**TASKS AND EXERCISES:**
**A)** Update the Hive indexing thread from the words "You are viewing" through the words "please provide suggestion?", replacing "blog" with "forum post". Begin at the words that have "You are viewing" and stop after "please provide suggestion?".
**B)** Answer these questions using the Hive indexing thread:
(i) Which format does the blog suggest using instead of indexing?
(ii) Who posted the reply?
(iii) What advantage of the ORC internal index does the reply name?
**C)** Resume the Hive indexing thread after its final sentence and keep writing it.
# START OF SOURCE TEXT
You are viewing a plain text version of this content. The canonical link for it is here.
Posted to user@hive.apache.org by Sachit Murarka <co...@gmail.com> on 2017/12/31 03:28:23 UTC

Indexing

Hello,
I have seen some blog saying that Indexing is not recommended , instead we
can use ORC format. Can you please provide suggestion?
I could not see any official declaration.

Kind Regards,
Sachit Murarka

Re: Indexing

Posted by Jörn Franke <jo...@gmail.com>.
Hallo,

It always depends on your use case and you always should do performance tests to verify it fits your use cases. Hence, I doubt that you find a generic statement on the Hive site. Although most of the times the internal index of orc will have more advantages, such as less space usage.
# END OF SOURCE TEXT
# START OF RAW DATA
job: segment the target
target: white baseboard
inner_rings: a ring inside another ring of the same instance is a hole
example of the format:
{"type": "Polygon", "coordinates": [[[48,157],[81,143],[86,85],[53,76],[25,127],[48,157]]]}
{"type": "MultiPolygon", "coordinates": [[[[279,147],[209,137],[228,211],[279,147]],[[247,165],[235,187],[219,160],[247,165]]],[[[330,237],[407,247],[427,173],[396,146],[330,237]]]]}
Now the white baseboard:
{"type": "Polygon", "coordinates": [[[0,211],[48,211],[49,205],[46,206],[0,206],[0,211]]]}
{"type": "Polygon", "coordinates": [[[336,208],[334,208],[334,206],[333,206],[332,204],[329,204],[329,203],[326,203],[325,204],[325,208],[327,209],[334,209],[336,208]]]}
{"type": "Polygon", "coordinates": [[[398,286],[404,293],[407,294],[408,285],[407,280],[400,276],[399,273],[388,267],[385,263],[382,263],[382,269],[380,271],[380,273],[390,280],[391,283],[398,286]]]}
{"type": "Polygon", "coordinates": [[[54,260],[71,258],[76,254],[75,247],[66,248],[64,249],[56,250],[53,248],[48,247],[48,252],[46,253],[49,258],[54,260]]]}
# END OF RAW DATA
**THE ANSWERS:**
**A)**
You are viewing a plain text version of this content. The canonical link for it is here.
Posted to user@hive.apache.org by Sachit Murarka <co...@gmail.com> on 2017/12/31 03:28:23 UTC

Indexing

Hello,
I have seen some forum post saying that Indexing is not recommended , instead we
can use ORC format. Can you please provide suggestion?

**B)**
(i) ORC format
(ii) Jörn Franke
(iii) Less space usage

**C)**
Furthermore, orc (or parquet) require that the data is sorted on the filtering column. 

Hive provides also other relevant features, such as partitioning.

Best regards

> On 31. Dec 2017, at 04:28, Sachit Murarka <co...@gmail.com> wrote:
> 
> 
> Hello,
> I have seen some blog saying that Indexing is not recommended , instead we can use ORC format. Can you please provide suggestion?
> I could not see any official declaration.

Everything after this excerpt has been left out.